Location annotation dataset excerpts
━━━━━━

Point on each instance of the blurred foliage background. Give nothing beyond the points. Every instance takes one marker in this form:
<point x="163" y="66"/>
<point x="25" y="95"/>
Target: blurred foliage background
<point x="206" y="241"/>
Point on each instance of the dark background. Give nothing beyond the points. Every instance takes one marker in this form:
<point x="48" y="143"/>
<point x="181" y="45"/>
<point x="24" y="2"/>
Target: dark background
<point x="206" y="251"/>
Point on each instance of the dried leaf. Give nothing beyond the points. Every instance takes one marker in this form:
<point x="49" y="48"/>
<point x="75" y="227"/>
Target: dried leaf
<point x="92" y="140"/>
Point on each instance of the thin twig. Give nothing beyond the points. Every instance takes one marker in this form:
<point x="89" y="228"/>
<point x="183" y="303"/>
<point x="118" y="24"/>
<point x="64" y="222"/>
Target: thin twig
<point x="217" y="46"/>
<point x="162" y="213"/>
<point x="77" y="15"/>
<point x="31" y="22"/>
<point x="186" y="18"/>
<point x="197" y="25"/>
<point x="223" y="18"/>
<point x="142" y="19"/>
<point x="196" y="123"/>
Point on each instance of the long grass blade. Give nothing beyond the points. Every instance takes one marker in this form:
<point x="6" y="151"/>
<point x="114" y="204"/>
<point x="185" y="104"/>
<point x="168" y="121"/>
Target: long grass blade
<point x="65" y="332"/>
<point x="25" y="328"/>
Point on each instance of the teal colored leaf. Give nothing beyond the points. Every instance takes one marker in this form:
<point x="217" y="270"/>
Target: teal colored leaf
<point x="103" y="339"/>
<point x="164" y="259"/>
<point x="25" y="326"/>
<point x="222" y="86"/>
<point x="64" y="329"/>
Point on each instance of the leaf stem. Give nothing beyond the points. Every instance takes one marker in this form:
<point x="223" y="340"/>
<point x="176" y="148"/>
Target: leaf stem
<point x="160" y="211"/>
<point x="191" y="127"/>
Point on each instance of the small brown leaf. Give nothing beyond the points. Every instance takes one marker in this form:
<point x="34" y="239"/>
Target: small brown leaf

━━━━━━

# [Exercise]
Take the part of the records that opens with the line containing "Point on each instance of the dried" and runs through the end of the records, and change "thin twig" to "slender twig" everywhere in it. Return only those lines, with nothing else altered.

# [Written response]
Point on each instance of the dried leaf. Give nothing beyond the points. Every instance takes one marker in this form:
<point x="49" y="48"/>
<point x="75" y="227"/>
Target: dried leaf
<point x="92" y="140"/>
Point on each instance of the slender twig. Give nothing beyond the points. Every instance takes one marker in this form:
<point x="89" y="228"/>
<point x="183" y="303"/>
<point x="118" y="24"/>
<point x="64" y="222"/>
Target: slender twig
<point x="217" y="46"/>
<point x="162" y="213"/>
<point x="77" y="15"/>
<point x="31" y="22"/>
<point x="186" y="18"/>
<point x="197" y="25"/>
<point x="223" y="18"/>
<point x="142" y="19"/>
<point x="196" y="123"/>
Point on each instance of the long grass blade. Give nothing beyond the points. Every instance takes one marker in this form:
<point x="6" y="151"/>
<point x="114" y="204"/>
<point x="185" y="104"/>
<point x="168" y="121"/>
Target: long grass blade
<point x="65" y="332"/>
<point x="25" y="328"/>
Point on each instance of the teal colored leaf. Give nothing beyond the points. Every instance takes one marker in this form:
<point x="217" y="270"/>
Target: teal colored leaf
<point x="103" y="339"/>
<point x="164" y="259"/>
<point x="25" y="326"/>
<point x="222" y="86"/>
<point x="64" y="329"/>
Point on each instance of the leaf stem. Give nothing beyond the points. Every instance takes one marker in this form:
<point x="223" y="340"/>
<point x="176" y="148"/>
Target: leaf stem
<point x="160" y="211"/>
<point x="191" y="127"/>
Point on each instance of the small brown leaf. Give nothing beyond the points. Every instance takes one marker in this form:
<point x="34" y="239"/>
Target: small brown leaf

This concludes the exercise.